Late presentation of HIV occurs when people are newly diagnosed at a late stage of infection, defined as having a CD4 count below 350 cells/mm3, or as having an AIDS-defining illness within 6 months of diagnosis. Being diagnosed late with HIV can increase the risk of AIDS-related deaths, because antiretroviral treatment (ART) is less likely to work as effectively. Being diagnosed early is also important from a prevention point of view - this is because people who are aware of their diagnosis are more likely to take measures to ensure they do not infect others. From a public health perspective, if people are on treatment, they can maintain a low enough viral load that they are less likely to transmit the virus to others.
The study included 84,524 individuals, from 35 countries, over a ten-year period. It found that people diagnosed late with HIV infection, had a higher mortality rate, especially in the first two years after diagnosis. The groups that had the highest incidence of late presentation over the entire period were heterosexual males (66.1 percent), individuals of African origin (65.1 percent and Southern European countries (57 percent). The authors noted that men who have sex with men (MSM) across the continent have witnessed decreases in late diagnosis, as have male and female heterosexuals in Central and Northern Europe. IDUs continue to remain an at-risk group for late presentation, particularly in Eastern Europe.

Assigned task A:
In the passage on late HIV diagnosis, what CD4 count marks a person as diagnosed at a late stage of infection?
Assigned task B:
Check each statement against the passage on late HIV diagnosis and answer yes or no, quoting the words that decide it: (i) The study covered 84,524 individuals from 35 countries. (ii) Late diagnosis among men who have sex with men has risen across the continent. (iii) Heterosexual males had a late presentation rate of 66.1 percent.
Assigned task C:
Carry on the passage on late HIV diagnosis from its final sentence.

Data provided:

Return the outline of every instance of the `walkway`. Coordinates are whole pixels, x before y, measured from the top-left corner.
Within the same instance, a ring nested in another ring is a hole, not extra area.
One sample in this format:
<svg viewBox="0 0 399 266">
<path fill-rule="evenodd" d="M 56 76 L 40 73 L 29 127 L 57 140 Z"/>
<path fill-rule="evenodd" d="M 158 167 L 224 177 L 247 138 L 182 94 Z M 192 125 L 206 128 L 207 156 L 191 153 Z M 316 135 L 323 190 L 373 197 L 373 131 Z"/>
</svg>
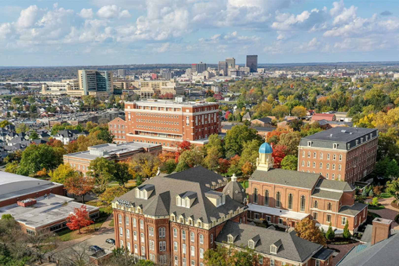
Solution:
<svg viewBox="0 0 399 266">
<path fill-rule="evenodd" d="M 387 199 L 380 199 L 378 201 L 379 203 L 383 205 L 385 208 L 381 210 L 369 210 L 369 211 L 377 213 L 381 218 L 394 220 L 395 217 L 399 214 L 399 209 L 394 208 L 391 205 L 391 203 L 393 200 L 393 197 Z M 392 229 L 399 230 L 399 225 L 395 223 L 394 220 L 392 223 Z"/>
</svg>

Answer area A:
A CD4 count below 350 cells/mm3.

Answer area B:
(i) Yes: "The study included 84,524 individuals, from 35 countries, over a ten-year period."
(ii) No: "men who have sex with men (MSM) across the continent have witnessed decreases in late diagnosis"
(iii) Yes: "heterosexual males (66.1 percent)"

Answer area C:
The authors stated: “increasing awareness of HIV risk factors increased opportunities for testing, reducing barriers to testing, and increasing the availability of effective ART will help address ongoing HIV transmission across Europe, and especially in Eastern Europe, where the number of newly diagnosed infections continues to be very high.” They conclude that testing strategies should be targeted at high-risk populations, through both the health care system and community-based programmes, to ensure timely diagnosis and retention of care.